▸ **What is being asked**:
Print all records exactly, leaving nothing out.

▸ **Task data**:

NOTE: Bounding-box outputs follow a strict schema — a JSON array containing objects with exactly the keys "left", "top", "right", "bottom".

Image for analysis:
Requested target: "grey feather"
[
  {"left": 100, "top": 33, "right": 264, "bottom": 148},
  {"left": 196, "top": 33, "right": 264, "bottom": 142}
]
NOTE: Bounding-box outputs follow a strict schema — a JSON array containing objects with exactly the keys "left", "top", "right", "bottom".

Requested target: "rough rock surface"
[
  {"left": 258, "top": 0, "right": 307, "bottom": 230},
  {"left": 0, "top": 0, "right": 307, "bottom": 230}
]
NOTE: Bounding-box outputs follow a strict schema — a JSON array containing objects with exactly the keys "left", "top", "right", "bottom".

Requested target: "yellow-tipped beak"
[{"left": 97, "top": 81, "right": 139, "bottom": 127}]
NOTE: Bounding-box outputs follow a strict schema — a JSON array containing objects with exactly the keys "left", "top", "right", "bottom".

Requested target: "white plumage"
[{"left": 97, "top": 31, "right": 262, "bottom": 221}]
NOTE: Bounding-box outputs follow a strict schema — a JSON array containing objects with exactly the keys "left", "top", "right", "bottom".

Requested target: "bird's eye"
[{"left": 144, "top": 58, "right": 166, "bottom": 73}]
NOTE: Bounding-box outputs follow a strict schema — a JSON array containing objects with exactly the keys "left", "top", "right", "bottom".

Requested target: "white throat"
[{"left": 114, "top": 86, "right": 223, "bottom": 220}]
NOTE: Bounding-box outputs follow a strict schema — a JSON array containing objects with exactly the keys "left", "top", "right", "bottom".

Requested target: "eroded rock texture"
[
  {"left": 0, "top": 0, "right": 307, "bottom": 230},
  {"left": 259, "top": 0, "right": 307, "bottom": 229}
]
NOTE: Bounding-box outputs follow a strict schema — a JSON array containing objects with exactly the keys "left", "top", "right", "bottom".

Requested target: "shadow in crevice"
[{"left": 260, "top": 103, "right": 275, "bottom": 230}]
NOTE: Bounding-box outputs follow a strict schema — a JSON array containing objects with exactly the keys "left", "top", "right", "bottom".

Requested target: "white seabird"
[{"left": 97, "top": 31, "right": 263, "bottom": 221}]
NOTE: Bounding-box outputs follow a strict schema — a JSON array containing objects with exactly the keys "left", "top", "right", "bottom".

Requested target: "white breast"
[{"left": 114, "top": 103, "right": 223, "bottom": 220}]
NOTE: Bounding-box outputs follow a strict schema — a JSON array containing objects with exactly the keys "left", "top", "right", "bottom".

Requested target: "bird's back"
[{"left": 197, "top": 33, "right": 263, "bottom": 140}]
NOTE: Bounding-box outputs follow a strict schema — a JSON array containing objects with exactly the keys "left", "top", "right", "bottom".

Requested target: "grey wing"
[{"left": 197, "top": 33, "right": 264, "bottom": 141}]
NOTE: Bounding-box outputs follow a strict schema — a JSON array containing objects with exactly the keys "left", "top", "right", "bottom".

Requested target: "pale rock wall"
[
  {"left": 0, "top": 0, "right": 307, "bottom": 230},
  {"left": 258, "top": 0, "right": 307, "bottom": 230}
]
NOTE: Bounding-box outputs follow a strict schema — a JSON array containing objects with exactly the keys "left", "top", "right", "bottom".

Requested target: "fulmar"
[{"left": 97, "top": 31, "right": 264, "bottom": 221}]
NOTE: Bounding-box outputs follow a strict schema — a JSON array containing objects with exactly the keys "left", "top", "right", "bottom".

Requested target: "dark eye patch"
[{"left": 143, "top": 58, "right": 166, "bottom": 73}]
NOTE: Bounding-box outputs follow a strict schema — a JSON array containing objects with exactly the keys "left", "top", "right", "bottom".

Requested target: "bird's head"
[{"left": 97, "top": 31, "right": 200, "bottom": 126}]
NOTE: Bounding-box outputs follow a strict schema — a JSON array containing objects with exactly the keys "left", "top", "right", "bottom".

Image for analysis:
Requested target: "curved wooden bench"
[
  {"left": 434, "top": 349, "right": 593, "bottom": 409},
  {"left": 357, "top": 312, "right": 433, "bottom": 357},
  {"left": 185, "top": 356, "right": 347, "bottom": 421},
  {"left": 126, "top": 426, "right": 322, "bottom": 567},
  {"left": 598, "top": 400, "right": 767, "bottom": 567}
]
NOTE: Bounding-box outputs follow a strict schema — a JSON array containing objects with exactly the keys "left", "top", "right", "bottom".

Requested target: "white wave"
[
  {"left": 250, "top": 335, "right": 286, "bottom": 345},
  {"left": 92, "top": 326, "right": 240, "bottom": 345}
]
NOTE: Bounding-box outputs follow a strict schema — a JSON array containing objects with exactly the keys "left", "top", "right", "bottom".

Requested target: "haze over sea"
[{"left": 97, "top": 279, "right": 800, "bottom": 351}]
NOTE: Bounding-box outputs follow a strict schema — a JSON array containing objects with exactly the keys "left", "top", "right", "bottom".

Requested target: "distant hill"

▸ **Reply to the exercise**:
NOTE: Bounding-box outputs follow a strict schema — a JSON array containing objects with exactly the keys "left", "top", "right", "bottom".

Image for analysis:
Requested target: "grey feather"
[
  {"left": 100, "top": 33, "right": 264, "bottom": 148},
  {"left": 196, "top": 33, "right": 264, "bottom": 142}
]
NOTE: Bounding-box outputs follow a strict schema — a JSON array containing objects with exactly the keys "left", "top", "right", "bottom".

Requested target: "rough rock surface"
[
  {"left": 258, "top": 0, "right": 307, "bottom": 230},
  {"left": 0, "top": 0, "right": 307, "bottom": 230}
]
NOTE: Bounding-box outputs follow a strict schema — a JSON array containing objects with exactly the keys "left", "top", "right", "bottom".

Requested target: "yellow-tipped beak"
[{"left": 97, "top": 81, "right": 139, "bottom": 127}]
NOTE: Bounding-box outputs follow a strict schema — a JSON array containing objects with exactly the keys "left", "top", "right", "bottom".

Requested target: "white plumage"
[{"left": 97, "top": 31, "right": 262, "bottom": 221}]
NOTE: Bounding-box outputs follow a strict schema — a JSON array containing objects with exactly the keys "left", "top", "right", "bottom".

Requested target: "bird's eye"
[{"left": 144, "top": 58, "right": 166, "bottom": 73}]
NOTE: Bounding-box outputs follow a strict schema — a JSON array containing objects with exactly the keys "left", "top", "right", "bottom".

Requested target: "white throat"
[{"left": 114, "top": 86, "right": 223, "bottom": 220}]
NOTE: Bounding-box outputs follow a strict schema — a JSON array containing objects with exactly the keys "left", "top", "right", "bottom".

Requested target: "eroded rock texture"
[
  {"left": 0, "top": 0, "right": 307, "bottom": 230},
  {"left": 259, "top": 0, "right": 307, "bottom": 229}
]
NOTE: Bounding-box outputs follow a strict schema — a JSON array containing objects with exactly the keys "left", "top", "right", "bottom".

Requested target: "shadow in crevice"
[{"left": 260, "top": 103, "right": 275, "bottom": 230}]
NOTE: Bounding-box outputs follow a strict schema — a JSON array containing objects with exactly the keys "left", "top", "right", "bottom".

Requested target: "white seabird"
[{"left": 97, "top": 31, "right": 263, "bottom": 221}]
NOTE: Bounding-box outputs follow a strict schema — a JSON array containing objects with exactly the keys "left", "top", "right", "bottom".

Requested target: "white breast"
[{"left": 114, "top": 103, "right": 223, "bottom": 220}]
NOTE: Bounding-box outputs follow a strict schema — a JSON array containing objects with exactly the keys "left", "top", "right", "bottom".

Requested target: "bird's back"
[{"left": 197, "top": 33, "right": 263, "bottom": 140}]
NOTE: Bounding-box outputs follow a strict schema — a JSON array containing objects with exactly the keys "left", "top", "right", "bottom".

Requested target: "grey wing"
[{"left": 197, "top": 33, "right": 264, "bottom": 141}]
NOTE: Bounding-box outputs follow a strict schema — a JSON array containing objects with exactly the keys "left", "top", "right", "bottom".

Requested target: "pale rock wall"
[
  {"left": 0, "top": 0, "right": 307, "bottom": 230},
  {"left": 258, "top": 0, "right": 307, "bottom": 230}
]
NOTE: Bounding-box outputs follow a strict schema — a JSON array containing objects with exactly the keys "left", "top", "right", "bottom".

Requested target: "fulmar"
[{"left": 97, "top": 31, "right": 264, "bottom": 221}]
NOTE: Bounding-box outputs follow a strict schema — a JSON array containing objects with exactly the keys "left", "top", "right", "bottom".

Requested target: "dark eye patch"
[{"left": 143, "top": 58, "right": 166, "bottom": 73}]
NOTE: Bounding-box outputs follow a strict schema — a JSON array containing objects with exactly the keys "left", "top", "right", "bottom".

Requested target: "bird's head"
[{"left": 97, "top": 31, "right": 200, "bottom": 126}]
NOTE: Bounding-box outputs follow a strict schema — a JSON array containing objects with exactly the keys "left", "top", "right", "bottom".

Image for analysis:
Requested target: "curved wooden bench"
[
  {"left": 434, "top": 349, "right": 593, "bottom": 409},
  {"left": 357, "top": 312, "right": 433, "bottom": 357},
  {"left": 185, "top": 356, "right": 347, "bottom": 421},
  {"left": 126, "top": 426, "right": 322, "bottom": 567},
  {"left": 598, "top": 400, "right": 767, "bottom": 567}
]
NOTE: Bounding-box outputs follow a strict schema — a JSON array containing objects with exactly the keys "left", "top", "right", "bottom".

Requested target: "white wave"
[
  {"left": 250, "top": 335, "right": 286, "bottom": 345},
  {"left": 92, "top": 326, "right": 240, "bottom": 345}
]
NOTE: Bounding-box outputs follow a strict schema — a JSON array containing objects with exactly the keys "left", "top", "right", "bottom".

Requested target: "haze over sea"
[{"left": 97, "top": 279, "right": 800, "bottom": 351}]
NOTE: Bounding-box outputs follow a strict schema — a JSON array containing objects with exactly the keys "left", "top", "right", "bottom".

Requested target: "distant hill"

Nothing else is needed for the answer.